• Work order
Everything from the line with "<point>49,123</point>" to the end of the data is to be retyped exactly, and nothing else.

==== Extracted records ====

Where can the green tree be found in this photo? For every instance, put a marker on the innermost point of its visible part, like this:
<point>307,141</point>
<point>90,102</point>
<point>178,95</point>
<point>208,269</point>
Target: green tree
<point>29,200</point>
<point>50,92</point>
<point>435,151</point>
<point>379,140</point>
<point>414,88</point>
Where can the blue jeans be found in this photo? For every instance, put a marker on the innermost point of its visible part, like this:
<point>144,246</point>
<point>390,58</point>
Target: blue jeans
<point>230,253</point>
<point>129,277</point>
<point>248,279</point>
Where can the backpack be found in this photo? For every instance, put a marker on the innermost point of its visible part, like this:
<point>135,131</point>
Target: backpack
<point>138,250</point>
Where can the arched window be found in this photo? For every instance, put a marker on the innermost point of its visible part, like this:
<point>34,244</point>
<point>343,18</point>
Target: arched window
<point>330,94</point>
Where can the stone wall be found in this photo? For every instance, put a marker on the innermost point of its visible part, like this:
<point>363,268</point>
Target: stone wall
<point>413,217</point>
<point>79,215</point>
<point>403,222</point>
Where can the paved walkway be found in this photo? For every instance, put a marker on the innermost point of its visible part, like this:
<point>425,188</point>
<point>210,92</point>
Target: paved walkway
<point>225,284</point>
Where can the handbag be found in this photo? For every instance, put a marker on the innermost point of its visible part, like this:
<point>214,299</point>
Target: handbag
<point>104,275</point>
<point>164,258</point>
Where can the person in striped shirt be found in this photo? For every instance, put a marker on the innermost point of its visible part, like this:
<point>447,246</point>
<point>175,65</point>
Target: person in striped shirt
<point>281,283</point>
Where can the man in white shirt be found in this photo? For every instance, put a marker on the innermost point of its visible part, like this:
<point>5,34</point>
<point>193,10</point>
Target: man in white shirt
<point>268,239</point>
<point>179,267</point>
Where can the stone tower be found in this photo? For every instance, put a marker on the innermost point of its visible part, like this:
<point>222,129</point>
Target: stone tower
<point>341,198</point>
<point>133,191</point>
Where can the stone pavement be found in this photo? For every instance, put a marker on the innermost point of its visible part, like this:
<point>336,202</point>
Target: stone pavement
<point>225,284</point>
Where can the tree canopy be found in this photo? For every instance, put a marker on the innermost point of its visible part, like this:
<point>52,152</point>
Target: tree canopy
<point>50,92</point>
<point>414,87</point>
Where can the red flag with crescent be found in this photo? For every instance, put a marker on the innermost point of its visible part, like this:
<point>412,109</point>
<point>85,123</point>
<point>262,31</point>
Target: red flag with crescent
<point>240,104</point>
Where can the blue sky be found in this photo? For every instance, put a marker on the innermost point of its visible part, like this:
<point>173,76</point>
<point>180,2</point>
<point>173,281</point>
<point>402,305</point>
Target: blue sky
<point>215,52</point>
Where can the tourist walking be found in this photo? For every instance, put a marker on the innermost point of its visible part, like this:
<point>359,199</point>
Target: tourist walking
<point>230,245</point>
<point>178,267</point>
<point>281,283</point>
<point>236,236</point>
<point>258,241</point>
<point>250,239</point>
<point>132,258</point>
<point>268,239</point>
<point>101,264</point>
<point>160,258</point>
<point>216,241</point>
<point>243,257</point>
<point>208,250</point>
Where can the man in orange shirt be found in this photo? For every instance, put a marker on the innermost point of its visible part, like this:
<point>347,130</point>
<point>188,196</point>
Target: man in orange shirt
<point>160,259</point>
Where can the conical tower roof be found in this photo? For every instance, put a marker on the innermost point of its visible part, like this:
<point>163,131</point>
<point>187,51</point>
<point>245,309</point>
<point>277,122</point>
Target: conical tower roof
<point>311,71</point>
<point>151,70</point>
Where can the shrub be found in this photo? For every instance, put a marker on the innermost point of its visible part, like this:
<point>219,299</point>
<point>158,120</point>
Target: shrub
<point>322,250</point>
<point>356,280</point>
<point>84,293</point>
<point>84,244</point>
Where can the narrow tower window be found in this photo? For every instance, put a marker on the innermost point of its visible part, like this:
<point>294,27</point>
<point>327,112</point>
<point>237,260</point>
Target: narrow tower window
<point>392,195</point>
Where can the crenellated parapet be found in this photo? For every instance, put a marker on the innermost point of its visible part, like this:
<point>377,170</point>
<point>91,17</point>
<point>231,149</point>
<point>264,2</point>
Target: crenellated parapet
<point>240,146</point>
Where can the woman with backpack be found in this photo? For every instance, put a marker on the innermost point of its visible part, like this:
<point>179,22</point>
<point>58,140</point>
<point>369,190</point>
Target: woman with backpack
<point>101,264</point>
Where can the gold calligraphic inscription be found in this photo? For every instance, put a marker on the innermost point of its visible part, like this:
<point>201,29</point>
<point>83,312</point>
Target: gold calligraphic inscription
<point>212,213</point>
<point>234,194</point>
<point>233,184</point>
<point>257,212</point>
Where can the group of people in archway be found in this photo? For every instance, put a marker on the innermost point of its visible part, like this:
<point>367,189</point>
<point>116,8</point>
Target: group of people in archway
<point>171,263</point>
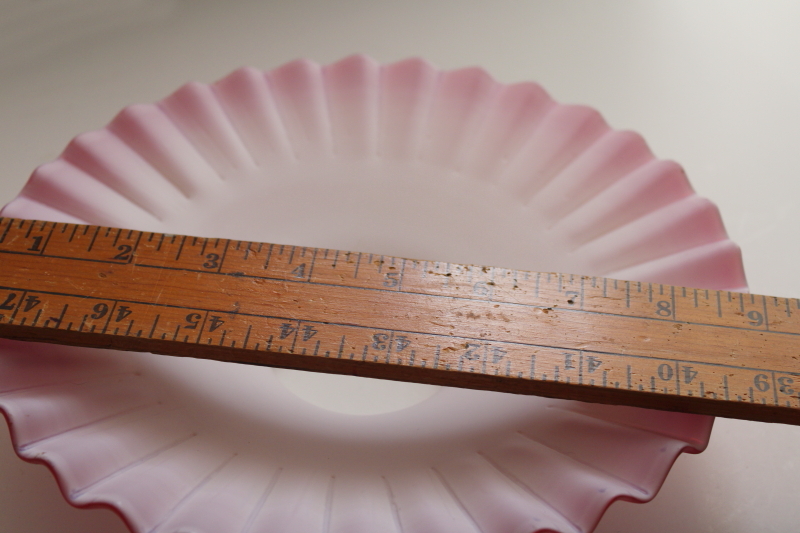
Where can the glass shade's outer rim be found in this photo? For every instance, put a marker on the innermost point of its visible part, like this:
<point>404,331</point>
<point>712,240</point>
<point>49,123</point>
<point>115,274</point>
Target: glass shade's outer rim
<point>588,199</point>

====

• Solution below
<point>49,123</point>
<point>115,274</point>
Target: glass shade's outer rim
<point>588,199</point>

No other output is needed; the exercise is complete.